Task prompt — Rewrite all the items below with "thickest part" swapped for "widest part" and everything else left as it is.

(begin)

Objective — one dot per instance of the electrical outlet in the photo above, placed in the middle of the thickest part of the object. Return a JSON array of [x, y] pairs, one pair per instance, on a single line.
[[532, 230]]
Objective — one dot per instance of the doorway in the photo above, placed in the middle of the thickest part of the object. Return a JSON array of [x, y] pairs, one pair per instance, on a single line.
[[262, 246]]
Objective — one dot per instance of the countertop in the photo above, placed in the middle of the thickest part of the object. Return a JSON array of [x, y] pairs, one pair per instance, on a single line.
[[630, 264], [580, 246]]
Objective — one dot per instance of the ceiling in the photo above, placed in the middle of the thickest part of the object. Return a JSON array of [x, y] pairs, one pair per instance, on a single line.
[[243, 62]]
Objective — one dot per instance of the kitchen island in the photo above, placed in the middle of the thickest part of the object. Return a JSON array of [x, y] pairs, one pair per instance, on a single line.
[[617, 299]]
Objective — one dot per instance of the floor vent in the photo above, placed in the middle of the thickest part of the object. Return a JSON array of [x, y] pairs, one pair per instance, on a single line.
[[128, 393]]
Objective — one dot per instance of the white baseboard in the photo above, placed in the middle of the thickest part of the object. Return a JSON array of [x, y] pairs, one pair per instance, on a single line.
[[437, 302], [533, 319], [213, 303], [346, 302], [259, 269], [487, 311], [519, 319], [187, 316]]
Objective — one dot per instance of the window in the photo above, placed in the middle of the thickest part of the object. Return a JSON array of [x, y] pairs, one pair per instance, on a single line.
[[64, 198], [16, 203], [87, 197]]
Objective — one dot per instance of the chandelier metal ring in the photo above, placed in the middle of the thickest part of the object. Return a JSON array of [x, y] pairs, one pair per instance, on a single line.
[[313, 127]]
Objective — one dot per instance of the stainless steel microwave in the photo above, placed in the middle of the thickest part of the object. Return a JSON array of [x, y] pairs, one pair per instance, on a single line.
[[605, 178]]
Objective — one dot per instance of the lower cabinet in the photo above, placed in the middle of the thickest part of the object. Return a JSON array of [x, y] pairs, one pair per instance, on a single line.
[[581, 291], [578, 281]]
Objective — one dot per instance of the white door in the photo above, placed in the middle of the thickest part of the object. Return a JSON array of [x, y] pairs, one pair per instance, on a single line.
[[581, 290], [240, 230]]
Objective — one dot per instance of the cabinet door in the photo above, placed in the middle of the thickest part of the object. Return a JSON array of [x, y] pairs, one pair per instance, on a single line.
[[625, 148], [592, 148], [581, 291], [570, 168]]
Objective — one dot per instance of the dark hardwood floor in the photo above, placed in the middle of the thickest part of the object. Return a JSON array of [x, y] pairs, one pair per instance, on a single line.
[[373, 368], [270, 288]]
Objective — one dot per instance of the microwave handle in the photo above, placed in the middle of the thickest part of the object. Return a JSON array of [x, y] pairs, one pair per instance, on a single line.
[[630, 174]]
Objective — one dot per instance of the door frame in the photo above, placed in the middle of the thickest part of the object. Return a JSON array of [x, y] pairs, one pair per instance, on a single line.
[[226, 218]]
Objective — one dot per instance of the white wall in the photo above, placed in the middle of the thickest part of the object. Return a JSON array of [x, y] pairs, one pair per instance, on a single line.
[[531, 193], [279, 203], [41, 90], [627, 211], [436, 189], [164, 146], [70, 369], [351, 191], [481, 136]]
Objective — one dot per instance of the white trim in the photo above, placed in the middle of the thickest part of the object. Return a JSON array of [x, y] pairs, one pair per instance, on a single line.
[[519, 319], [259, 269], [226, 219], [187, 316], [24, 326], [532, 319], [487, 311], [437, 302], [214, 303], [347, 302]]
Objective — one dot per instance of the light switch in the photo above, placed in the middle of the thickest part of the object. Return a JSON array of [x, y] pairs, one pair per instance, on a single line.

(end)

Answer below —
Objective — one dot per instance of the electrical outlet in the photo above, placed in the middle of the widest part of the object. Return a JSON array of [x, y] pairs, one pair per instance, on a single line.
[[532, 230]]
Objective — one dot per instance of the doorway in the photo above, placed in the middle of the widest part of the object. Return a JSON array of [x, y] pairs, one pair per instance, on a single line.
[[262, 246]]
Objective — one dot per instance of the countertop in the photo above, placed in the middle of the widest part of the object. Return a JSON array of [x, y] pairs, one pair per instance, on a single line.
[[630, 264], [580, 246]]
Objective — one dot per instance of the ceiling in the photo above, placed in the middle of the widest part of the object. Return a JSON array of [x, y] pairs, one pair per instance, on a single line.
[[243, 62]]
Objective — one dot per instance of the kitchen island in the photo above, placed in the middle of the widest part of the object. Return a JSON array of [x, y] pairs, one pair per instance, on a single line.
[[617, 299]]
Objective — one dot per instance of the floor vent in the photo above, placed in the middle of the widest part of the object. Return a JSON array of [x, y] pairs, one pair per instance, on a single line.
[[128, 393]]
Objective — one dot per instance of the white baseboard in the photo above, placed in the middle of the widest part of the object. Return a JSON array of [x, y] pairs, one pair per instance, on a single line.
[[437, 302], [533, 319], [213, 303], [346, 302], [259, 269], [487, 311], [519, 319], [187, 316]]
Objective — one dot per instance of the window in the photo above, placed in the middle of the widest part of the object. Return a JSON array of [x, y] pairs, one pair per instance, on a single line.
[[64, 198], [16, 203], [87, 197]]
Objective — one dot per instance of the chandelier metal ring in the photo above, placed in the middle of the widest part of the object. Return a JSON array of [x, y] pairs, one pair per instance, on a single line.
[[313, 127]]
Objective — one dot per instance of the stainless steel microwave in the photo above, placed in the middle of the widest part of the object. Return a JSON array of [x, y] pairs, one pair per instance, on a single line.
[[605, 178]]
Objective — one dot per instance of the lower cabinet in the photo above, placed in the middle of the widest part of the object. Return a JSON array of [x, y] pairs, one pair per instance, on a single line.
[[581, 291], [578, 281]]
Objective — one dot per instance of the white door in the photo above, placed in the middle of the widest part of the object. Return a JSON array of [x, y] pairs, one pair per instance, on a single line.
[[581, 290], [240, 230]]
Objective — one dot per instance of the cabinet door in the photo above, placed in the middle of the widest part of the object. Return a JSON array of [x, y] pairs, one pair per instance, on a single line.
[[625, 148], [592, 148], [581, 291], [570, 168]]
Objective — one dot per instance of the dark hardwood floor in the photo above, placed in the middle of the widest part of the object. Return a JSON array of [x, y] pairs, one pair per instance, on a single line.
[[373, 368], [270, 288]]
Objective — one dot per instance of the microwave handle in the photo above, placed in the middle of the widest part of the object. Return a JSON array of [x, y] pairs, one pair per instance, on a single line.
[[630, 174]]
Objective — one dot per instance of the door frame in the photo above, placed in the middle of the widest part of the object. Return a JSON array of [x, y] pairs, one pair per instance, on a single line.
[[226, 218]]
Objective — one dot per instance of the white wall in the photo above, placed in the middle of the widest part of the object. Return a JSON array of [x, y] pairs, one pair per instance, on a single line.
[[531, 193], [279, 203], [41, 90], [627, 211], [436, 189], [164, 146], [70, 369], [351, 191], [481, 136]]
Objective — one dot per instance of the white trim in the photo above, placed in the middle of the widest part of the object. Return a JSON array of [x, y] pairs, one pair per instance, on a single line.
[[519, 319], [259, 269], [226, 219], [187, 316], [24, 326], [532, 319], [487, 311], [437, 302], [214, 303], [347, 302]]
Objective — one dot per instance of the light switch in the photo above, placed in the middle of the widest part of the object. Return a JSON array of [x, y] pairs, one pair per instance, on a single line.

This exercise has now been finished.